● WORKING DATA

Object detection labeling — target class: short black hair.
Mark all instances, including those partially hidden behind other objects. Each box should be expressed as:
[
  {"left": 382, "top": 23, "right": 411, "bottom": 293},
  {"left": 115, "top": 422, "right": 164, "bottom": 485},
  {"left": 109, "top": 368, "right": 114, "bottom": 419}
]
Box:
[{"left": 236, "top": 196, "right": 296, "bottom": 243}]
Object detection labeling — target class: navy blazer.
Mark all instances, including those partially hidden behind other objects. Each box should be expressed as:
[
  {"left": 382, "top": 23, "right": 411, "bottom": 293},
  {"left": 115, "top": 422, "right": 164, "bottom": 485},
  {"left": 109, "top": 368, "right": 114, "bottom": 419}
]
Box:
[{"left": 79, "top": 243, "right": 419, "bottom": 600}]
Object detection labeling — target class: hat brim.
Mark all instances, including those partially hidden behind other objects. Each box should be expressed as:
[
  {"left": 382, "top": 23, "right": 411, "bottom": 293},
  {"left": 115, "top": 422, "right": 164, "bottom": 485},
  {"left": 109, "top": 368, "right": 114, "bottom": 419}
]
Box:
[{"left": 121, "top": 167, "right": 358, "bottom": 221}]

---

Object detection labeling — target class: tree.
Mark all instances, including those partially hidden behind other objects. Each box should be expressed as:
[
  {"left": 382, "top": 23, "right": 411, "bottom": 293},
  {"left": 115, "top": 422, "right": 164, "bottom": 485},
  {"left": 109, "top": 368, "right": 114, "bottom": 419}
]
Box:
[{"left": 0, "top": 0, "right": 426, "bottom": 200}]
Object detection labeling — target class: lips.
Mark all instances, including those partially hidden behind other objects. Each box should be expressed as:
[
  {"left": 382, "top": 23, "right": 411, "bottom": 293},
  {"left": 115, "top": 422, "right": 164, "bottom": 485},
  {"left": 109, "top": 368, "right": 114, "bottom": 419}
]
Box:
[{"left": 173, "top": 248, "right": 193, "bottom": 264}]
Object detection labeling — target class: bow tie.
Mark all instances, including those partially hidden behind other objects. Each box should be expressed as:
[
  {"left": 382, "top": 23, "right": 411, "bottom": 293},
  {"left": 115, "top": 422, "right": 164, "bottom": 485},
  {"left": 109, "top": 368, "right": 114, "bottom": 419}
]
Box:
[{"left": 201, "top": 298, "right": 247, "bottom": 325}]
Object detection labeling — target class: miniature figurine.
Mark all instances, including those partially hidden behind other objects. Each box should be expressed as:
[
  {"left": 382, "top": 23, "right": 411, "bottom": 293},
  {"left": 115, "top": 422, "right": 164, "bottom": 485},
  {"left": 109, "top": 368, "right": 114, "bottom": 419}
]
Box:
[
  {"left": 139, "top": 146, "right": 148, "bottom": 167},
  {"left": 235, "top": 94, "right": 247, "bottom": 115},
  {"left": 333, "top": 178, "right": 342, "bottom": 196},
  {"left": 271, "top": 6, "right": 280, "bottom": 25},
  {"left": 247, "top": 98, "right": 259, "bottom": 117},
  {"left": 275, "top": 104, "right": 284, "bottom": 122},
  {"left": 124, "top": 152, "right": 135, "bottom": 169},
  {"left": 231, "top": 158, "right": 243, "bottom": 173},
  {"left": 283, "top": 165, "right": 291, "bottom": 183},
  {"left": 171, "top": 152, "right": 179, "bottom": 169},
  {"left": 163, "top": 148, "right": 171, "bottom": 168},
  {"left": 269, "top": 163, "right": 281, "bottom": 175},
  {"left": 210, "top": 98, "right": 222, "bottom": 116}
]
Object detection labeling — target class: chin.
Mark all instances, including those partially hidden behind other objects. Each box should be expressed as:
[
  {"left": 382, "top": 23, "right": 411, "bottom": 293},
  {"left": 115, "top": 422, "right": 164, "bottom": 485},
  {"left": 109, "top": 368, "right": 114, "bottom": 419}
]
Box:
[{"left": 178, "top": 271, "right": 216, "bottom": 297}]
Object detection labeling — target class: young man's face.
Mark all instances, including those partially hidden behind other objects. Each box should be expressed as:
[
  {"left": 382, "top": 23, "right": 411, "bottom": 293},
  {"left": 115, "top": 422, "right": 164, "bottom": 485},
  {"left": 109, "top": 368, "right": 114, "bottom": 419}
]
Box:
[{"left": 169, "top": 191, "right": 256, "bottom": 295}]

● DO THIS
How many lines above contain the string "labeling"? Case counts. Reply with the number alone.

● REPLY
9